* begin DOCUMENT SECTION *

Regulations and mandates are especially worrisome to Coloradans because they are by-and-large small business people. Nearly half of all of Colorado’s private sector workers work for a small business. In order to comply with federal regulations, those small businesses already pay on average more than $10,000 each year, per employee. The Obama Administration has more than 4,000 new regulations in the works. Regulations that will drive up costs for small businesses, making that much harder for them to invest, grow, and hire more people. A Gallup poll earlier this year found 85 percent of small businesses surveyed weren’t hiring and about half cited government regulations as the principal reason.

Coloradans, who drive a lot in our wide open spaces, are concerned about high gasoline prices. Many are paying a hundred dollars a week to fill up their gas tanks. The high prices are frustrating because the state sits on vast amounts of energy, especially natural gas, not to mention one of the nation’s largest untapped energy reserves – oil shale deposits in Western Colorado. According to the U.S. Geological Survey, Colorado, along with parts of Utah and Wyoming, hold more than 1.5 trillion barrels of oil –enough to provide the United States with energy for the next 200 years.

Earlier this year, I passed a bipartisan historic bill through the House, the PIONEERS Act. It would increase access to energy and create jobs by opening up oil shale in our Western states, opening up most of the Outer Continental Shelf to oil and gas production, opening up the Arctic National Wildlife Refuge to energy production, and requiring the Keystone Pipeline project to be approved. Under President Obama all these initiatives have been stifled.

* end DOCUMENT SECTION *

EXERCISE SET:
[1] Answer these questions about the passage on Colorado's regulations and energy:
(a) About what share of Colorado's private sector workers work for a small business?
(b) According to the U.S. Geological Survey, how much oil do Colorado and parts of Utah and Wyoming hold?
(c) What is the name of the bill that passed through the House?
[2] Summarize the passage on Colorado's regulations and energy in two sentences.
[3] Write the next paragraph of the passage on Colorado's regulations and energy, picking up after its final sentence.
The listing after this passage was taken from a different source.

* begin RAW RECORDS *

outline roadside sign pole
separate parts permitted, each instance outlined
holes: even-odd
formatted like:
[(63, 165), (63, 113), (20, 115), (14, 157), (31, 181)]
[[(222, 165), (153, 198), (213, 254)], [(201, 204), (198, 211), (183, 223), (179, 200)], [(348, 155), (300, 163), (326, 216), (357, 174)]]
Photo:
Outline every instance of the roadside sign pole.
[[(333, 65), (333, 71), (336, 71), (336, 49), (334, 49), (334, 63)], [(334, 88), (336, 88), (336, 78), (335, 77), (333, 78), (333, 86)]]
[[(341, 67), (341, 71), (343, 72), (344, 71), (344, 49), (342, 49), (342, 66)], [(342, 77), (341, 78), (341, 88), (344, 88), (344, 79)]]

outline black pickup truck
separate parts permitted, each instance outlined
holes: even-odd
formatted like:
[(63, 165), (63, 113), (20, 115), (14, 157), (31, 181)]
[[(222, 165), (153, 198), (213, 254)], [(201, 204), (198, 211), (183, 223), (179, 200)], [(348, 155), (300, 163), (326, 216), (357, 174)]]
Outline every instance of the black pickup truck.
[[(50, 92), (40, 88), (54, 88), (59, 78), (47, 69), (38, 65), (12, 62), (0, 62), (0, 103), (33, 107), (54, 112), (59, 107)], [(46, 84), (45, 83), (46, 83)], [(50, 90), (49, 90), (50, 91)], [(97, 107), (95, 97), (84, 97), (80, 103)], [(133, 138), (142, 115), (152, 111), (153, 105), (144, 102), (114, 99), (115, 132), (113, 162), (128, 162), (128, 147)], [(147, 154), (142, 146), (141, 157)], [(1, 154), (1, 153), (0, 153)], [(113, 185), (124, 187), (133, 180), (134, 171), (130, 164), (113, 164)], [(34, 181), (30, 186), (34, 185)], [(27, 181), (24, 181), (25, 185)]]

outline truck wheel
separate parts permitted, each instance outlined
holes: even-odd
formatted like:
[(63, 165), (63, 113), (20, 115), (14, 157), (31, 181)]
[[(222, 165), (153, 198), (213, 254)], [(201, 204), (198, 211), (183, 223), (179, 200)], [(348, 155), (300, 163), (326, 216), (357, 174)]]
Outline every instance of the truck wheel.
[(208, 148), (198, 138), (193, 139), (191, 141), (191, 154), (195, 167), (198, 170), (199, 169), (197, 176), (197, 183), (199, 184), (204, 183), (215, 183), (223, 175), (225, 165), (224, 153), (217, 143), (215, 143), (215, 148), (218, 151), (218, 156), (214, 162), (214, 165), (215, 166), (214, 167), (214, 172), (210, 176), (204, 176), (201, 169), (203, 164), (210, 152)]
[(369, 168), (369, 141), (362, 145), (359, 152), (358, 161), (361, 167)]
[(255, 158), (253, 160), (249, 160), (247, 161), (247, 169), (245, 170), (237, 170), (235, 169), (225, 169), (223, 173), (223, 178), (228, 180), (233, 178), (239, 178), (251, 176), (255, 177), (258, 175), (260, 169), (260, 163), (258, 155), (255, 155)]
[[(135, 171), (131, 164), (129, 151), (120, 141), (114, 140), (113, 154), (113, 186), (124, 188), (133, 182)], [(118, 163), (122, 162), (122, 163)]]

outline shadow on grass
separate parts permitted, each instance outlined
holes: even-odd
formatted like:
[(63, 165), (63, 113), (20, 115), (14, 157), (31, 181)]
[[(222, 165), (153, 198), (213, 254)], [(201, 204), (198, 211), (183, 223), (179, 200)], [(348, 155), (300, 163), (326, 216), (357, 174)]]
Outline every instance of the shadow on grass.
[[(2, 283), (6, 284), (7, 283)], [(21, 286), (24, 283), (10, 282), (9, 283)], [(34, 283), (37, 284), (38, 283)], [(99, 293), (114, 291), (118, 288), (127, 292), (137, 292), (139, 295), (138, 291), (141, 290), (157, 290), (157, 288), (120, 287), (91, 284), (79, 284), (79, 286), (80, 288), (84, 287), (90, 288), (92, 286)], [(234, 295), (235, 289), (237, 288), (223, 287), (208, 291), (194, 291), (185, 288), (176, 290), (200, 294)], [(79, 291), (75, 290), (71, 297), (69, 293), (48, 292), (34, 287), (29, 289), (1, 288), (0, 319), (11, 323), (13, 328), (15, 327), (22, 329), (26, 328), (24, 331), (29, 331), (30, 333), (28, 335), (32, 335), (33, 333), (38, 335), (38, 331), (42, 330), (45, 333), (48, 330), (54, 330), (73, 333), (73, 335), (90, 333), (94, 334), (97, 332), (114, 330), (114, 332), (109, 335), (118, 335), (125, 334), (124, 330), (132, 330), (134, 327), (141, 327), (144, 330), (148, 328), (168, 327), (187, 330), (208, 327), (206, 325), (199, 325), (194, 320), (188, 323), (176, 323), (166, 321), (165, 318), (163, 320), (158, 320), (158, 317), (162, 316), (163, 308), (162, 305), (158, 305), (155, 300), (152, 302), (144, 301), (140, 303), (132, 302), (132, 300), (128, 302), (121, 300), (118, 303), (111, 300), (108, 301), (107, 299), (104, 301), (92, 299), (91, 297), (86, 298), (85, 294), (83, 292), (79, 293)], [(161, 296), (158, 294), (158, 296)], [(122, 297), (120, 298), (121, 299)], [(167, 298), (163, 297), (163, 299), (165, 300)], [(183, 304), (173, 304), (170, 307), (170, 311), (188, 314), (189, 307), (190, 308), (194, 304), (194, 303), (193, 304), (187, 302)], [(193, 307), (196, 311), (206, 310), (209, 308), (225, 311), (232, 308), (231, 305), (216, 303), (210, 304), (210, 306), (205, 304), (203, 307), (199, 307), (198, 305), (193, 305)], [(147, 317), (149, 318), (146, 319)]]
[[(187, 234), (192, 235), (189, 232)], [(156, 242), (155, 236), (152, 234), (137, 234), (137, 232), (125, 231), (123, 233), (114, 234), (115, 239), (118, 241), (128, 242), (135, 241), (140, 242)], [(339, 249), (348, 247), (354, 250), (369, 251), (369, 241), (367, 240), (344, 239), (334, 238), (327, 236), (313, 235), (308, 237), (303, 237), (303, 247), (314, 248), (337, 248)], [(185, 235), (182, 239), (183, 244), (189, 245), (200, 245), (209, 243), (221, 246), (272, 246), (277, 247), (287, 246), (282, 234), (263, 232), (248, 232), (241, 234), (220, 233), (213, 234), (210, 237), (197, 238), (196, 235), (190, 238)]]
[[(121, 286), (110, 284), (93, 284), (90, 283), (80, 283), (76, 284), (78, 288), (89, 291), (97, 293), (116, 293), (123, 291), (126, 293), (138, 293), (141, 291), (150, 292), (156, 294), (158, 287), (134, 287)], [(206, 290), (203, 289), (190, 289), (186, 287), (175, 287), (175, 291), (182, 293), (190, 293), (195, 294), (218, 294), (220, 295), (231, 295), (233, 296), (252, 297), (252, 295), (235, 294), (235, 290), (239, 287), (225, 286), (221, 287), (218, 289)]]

* end RAW RECORDS *

THE ANSWERS:
[1]
(a) Nearly half.
(b) More than 1.5 trillion barrels.
(c) The PIONEERS Act.

[2] Colorado's many small businesses already pay more than $10,000 per employee each year to comply with federal regulations, and the Obama Administration has more than 4,000 new regulations in the works that will drive up their costs. Coloradans are frustrated by high gasoline prices even though the state sits on vast energy reserves, and the PIONEERS Act passed the House to open up oil shale, most of the Outer Continental Shelf, and the Arctic National Wildlife Refuge, and to require approval of the Keystone Pipeline.

[3]
Mitt Romney and Paul Ryan have a golden opportunity to seize this moment and show Coloradans a dramatic contrast between the promise of a free economy versus four more years of big government solutions.

How in the world will four more years of doubling down on the same failed policies under a reelected Barack Obama turn things around? If the minds of Coloradans this election are focused on the record of President Obama, he loses. If, however, he can succeed in making Mitt Romney the issue, or muddying the waters enough about Governor Romney’s motives or abilities, he can still pull it off.

My belief is that Colorado will do what it did in 1996. It was one of only three states to flip from earlier supporting a Democrat in 1992 to supporting a Republican for president. The saying might become, as goes Colorado, so goes the nation.

Lamborn is a third-term congressman representing Colorado’s Fifth Congressional District.